*** Dataset content ***

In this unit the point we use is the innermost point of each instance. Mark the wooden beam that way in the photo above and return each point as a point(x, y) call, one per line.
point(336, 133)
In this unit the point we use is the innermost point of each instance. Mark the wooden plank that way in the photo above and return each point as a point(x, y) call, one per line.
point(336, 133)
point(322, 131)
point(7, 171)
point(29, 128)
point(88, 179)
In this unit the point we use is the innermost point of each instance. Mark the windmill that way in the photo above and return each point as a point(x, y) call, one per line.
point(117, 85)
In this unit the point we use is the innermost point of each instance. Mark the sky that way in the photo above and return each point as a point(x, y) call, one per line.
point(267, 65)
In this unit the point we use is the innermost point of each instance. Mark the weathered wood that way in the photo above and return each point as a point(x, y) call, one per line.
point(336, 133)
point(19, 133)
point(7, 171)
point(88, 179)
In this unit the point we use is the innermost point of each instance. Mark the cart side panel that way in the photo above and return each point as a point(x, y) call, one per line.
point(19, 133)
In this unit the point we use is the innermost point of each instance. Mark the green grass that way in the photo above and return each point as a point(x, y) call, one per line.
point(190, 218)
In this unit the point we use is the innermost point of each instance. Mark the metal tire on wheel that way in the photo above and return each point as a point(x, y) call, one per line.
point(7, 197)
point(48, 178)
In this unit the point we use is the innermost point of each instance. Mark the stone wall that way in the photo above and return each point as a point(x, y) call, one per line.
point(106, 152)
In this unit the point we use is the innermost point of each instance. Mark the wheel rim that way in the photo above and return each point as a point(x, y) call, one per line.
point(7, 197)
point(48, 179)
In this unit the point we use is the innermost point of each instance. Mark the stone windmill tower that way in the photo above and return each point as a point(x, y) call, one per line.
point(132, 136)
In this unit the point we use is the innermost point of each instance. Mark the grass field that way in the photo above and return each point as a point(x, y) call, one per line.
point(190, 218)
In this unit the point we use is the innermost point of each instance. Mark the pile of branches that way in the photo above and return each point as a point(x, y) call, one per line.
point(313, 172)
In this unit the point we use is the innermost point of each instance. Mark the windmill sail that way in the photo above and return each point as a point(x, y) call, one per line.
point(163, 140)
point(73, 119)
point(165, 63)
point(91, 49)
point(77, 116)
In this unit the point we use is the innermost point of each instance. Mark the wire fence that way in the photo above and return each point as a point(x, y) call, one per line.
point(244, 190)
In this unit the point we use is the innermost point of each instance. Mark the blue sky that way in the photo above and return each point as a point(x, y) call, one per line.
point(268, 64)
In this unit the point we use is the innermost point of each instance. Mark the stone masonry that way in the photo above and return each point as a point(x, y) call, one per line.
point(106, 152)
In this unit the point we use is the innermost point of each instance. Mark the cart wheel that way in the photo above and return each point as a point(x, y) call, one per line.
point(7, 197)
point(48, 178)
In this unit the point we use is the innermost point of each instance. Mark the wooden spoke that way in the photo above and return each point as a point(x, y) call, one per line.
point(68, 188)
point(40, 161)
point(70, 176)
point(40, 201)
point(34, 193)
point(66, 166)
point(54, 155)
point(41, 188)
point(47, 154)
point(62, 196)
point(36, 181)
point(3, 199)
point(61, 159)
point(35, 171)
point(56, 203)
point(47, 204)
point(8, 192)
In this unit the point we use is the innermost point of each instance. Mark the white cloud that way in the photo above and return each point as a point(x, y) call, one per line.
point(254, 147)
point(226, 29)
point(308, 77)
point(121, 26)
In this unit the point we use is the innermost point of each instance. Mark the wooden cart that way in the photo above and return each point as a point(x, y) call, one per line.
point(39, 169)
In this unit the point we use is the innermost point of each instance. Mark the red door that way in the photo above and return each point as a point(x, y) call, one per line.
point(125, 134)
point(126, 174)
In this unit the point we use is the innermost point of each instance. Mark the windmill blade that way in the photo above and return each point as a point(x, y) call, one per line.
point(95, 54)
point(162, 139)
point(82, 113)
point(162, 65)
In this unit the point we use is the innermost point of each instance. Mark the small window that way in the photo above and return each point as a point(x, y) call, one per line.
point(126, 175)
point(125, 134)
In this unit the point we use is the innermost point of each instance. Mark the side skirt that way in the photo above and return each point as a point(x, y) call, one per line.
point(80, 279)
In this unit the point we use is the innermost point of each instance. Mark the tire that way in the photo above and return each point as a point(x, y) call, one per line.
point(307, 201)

*** End of Dataset content ***

What to work on
Output each of the records exactly as it stands above.

Answer to the problem
In this unit the point we use is the innermost point of each instance. Mark the wooden beam that way in the photo above and return each point as a point(x, y) call, one per line.
point(336, 133)
In this unit the point we use is the innermost point of each instance. Mark the wooden plank that way in the photo above and return each point as a point(x, y) call, one per line.
point(336, 133)
point(322, 131)
point(7, 171)
point(29, 128)
point(88, 179)
In this unit the point we use is the innermost point of each instance. Mark the windmill that way in the photo above and return each point as a point(x, y) call, one per line.
point(117, 85)
In this unit the point we use is the innermost point of each instance. Mark the sky that way in the photo above and return each point as a point(x, y) call, one per line.
point(267, 65)
In this unit the point we use is the innermost point of each instance. Mark the weathered wood that way in the photo above and return each point as a point(x, y) call, one per line.
point(336, 133)
point(19, 133)
point(7, 171)
point(88, 179)
In this unit the point we use is the innermost point of each instance. Mark the cart side panel that way in the photo above and return each point as a point(x, y) call, one per line.
point(19, 133)
In this unit the point we use is the innermost point of each instance. Mark the green grass that way in the photo above and return each point as a point(x, y) call, one per line.
point(190, 218)
In this unit the point we use is the innermost point of each instance. Mark the metal tire on wheel that way in the photo above and return each point as a point(x, y) call, one per line.
point(7, 197)
point(48, 178)
In this unit the point we use is the innermost point of each instance. Mark the stone wall that way in the photo above and return each point as a point(x, y) call, one per line.
point(106, 152)
In this unit the point we use is the innermost point of each instance. Mark the wheel rim that way in the photo above and return each point as a point(x, y) call, one per line.
point(7, 197)
point(48, 179)
In this unit the point we use is the innermost point of each instance. Mark the stone windmill tower that way in the photo above and return each point as a point(x, y) call, one per line.
point(132, 136)
In this unit the point we use is the innermost point of each instance. Mark the grass field that way in the photo above and return each point as a point(x, y) call, one per line.
point(190, 218)
In this unit the point we use is the innermost point of each instance. Mark the pile of branches that way in the photo above and return each point as a point(x, y) call, one per line.
point(313, 172)
In this unit the point we use is the innermost point of each instance. Mark the windmill sail that way in the photo above and return each point as a point(x, y) call, one per line.
point(163, 140)
point(73, 119)
point(165, 63)
point(91, 49)
point(77, 116)
In this unit the point we use is the innermost point of each instance. Mark the wire fence that way in the photo above and return each point as a point(x, y) call, one per line.
point(244, 190)
In this unit the point we use is the innermost point of each instance. Mark the blue sky that way in the photo above and return each point as a point(x, y) call, one per line.
point(268, 64)
In this unit the point we use is the innermost point of each instance. Mark the stone masonry that way in the photo above and return each point as a point(x, y) call, one per line.
point(106, 152)
In this unit the point we use is the innermost point of each instance. Mark the cart wheel that way in the photo above and return each point as a point(x, y) call, one per line.
point(7, 197)
point(48, 178)
In this unit the point we use is the innermost point of each instance. Mark the wooden spoke that way in the photo above and return each point as a point(x, y) call, one per line.
point(68, 188)
point(40, 161)
point(70, 176)
point(40, 201)
point(34, 193)
point(66, 166)
point(54, 155)
point(41, 188)
point(47, 154)
point(62, 196)
point(36, 181)
point(3, 199)
point(61, 159)
point(35, 171)
point(56, 203)
point(47, 204)
point(8, 192)
In this unit the point we use is the innermost point of each instance. Mark the white cloud that way in the photo above and return each point as a point(x, y) call, one per line.
point(254, 147)
point(226, 29)
point(308, 77)
point(121, 26)
In this unit the point we use is the innermost point of each instance. Mark the wooden cart that way in the photo above and return each point as a point(x, y) call, one per line.
point(39, 169)
In this unit the point we use is the innermost point of each instance. Mark the red door that way in the photo above and return each point as a point(x, y) call, one per line.
point(125, 134)
point(126, 174)
In this unit the point we use is the innermost point of each instance. Mark the windmill blade that way in the photo above and return each point as a point(x, y) call, one per line.
point(95, 54)
point(162, 139)
point(82, 113)
point(162, 65)
In this unit the point we use is the innermost point of each instance. Mark the small window that way in the photo above and return each point as a point(x, y) call, one per line.
point(126, 175)
point(125, 134)
In this unit the point we use is the innermost point of each instance. Mark the side skirt that way in the photo above and return each point as a point(x, y) call, one per line.
point(80, 279)
In this unit the point we use is the innermost point of each instance. Mark the tire that way in the photo above and return each point as a point(x, y) call, one per line.
point(307, 201)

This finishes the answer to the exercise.